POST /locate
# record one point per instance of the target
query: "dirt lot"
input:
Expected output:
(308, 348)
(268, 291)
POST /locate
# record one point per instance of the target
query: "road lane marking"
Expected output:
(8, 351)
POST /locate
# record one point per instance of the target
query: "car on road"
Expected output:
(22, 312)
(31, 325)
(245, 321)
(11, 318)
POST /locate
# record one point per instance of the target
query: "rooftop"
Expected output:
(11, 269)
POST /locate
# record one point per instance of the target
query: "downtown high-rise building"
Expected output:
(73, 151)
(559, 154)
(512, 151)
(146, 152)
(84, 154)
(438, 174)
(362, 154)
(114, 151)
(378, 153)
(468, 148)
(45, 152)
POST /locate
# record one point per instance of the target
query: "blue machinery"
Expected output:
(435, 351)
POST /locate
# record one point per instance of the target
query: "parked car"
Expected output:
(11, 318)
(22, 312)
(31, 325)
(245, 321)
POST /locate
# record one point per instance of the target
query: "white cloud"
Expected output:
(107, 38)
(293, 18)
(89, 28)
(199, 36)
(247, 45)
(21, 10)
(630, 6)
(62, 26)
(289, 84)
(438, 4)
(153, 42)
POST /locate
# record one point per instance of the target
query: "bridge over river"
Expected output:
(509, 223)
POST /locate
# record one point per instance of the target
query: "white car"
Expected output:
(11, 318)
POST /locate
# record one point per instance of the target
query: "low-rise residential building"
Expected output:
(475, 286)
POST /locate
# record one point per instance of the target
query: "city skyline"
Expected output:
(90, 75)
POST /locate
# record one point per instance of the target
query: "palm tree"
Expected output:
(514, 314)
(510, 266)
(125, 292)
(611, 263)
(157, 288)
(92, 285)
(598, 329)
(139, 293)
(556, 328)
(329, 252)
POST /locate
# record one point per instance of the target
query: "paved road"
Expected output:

= WHAT TO PRODUCE =
Exactly as written, transcribe every line shown above.

= TASK SOLUTION =
POST /locate
# record one point per instance of the target
query: "dirt lot"
input:
Expected output:
(308, 348)
(268, 291)
POST /locate
# record one point per instance of the target
query: "road lane marking"
Expected output:
(8, 351)
POST /locate
# record one point per instance of the target
query: "car on road"
Expected output:
(22, 312)
(31, 325)
(245, 321)
(11, 318)
POST /locate
# record one point per instance of the target
query: "rooftop"
Expected output:
(11, 269)
POST /locate
# record one point per instance of the target
query: "downtown high-rise building"
Expected output:
(73, 151)
(559, 154)
(512, 151)
(146, 152)
(84, 154)
(438, 174)
(362, 154)
(114, 151)
(378, 153)
(468, 148)
(45, 152)
POST /locate
# record one point per instance of the target
query: "blue machinery"
Expected output:
(435, 351)
POST /locate
# record one point per instance of the target
query: "parked car"
Expected output:
(11, 318)
(22, 312)
(31, 325)
(245, 321)
POST /locate
# record one point per instance of the target
query: "white cloud"
Expected output:
(107, 38)
(293, 18)
(89, 28)
(199, 36)
(247, 45)
(21, 10)
(630, 6)
(62, 26)
(289, 84)
(438, 4)
(153, 42)
POST /locate
# record one point per instance of the target
query: "bridge over river"
Expected output:
(509, 223)
POST /locate
# record one point per instance of the target
query: "white car"
Expected output:
(11, 318)
POST /locate
# record one point per instance of the target
query: "low-rise residential building"
Expected output:
(475, 286)
POST /locate
# record one point per instance of the target
query: "city skyline"
Expected output:
(90, 75)
POST /locate
# record one point per instance of the target
query: "palm tree"
Expected output:
(514, 314)
(510, 266)
(125, 292)
(611, 263)
(157, 288)
(92, 285)
(598, 329)
(139, 293)
(556, 328)
(329, 252)
POST /locate
# record one point per instance of the target
query: "paved road"
Expected output:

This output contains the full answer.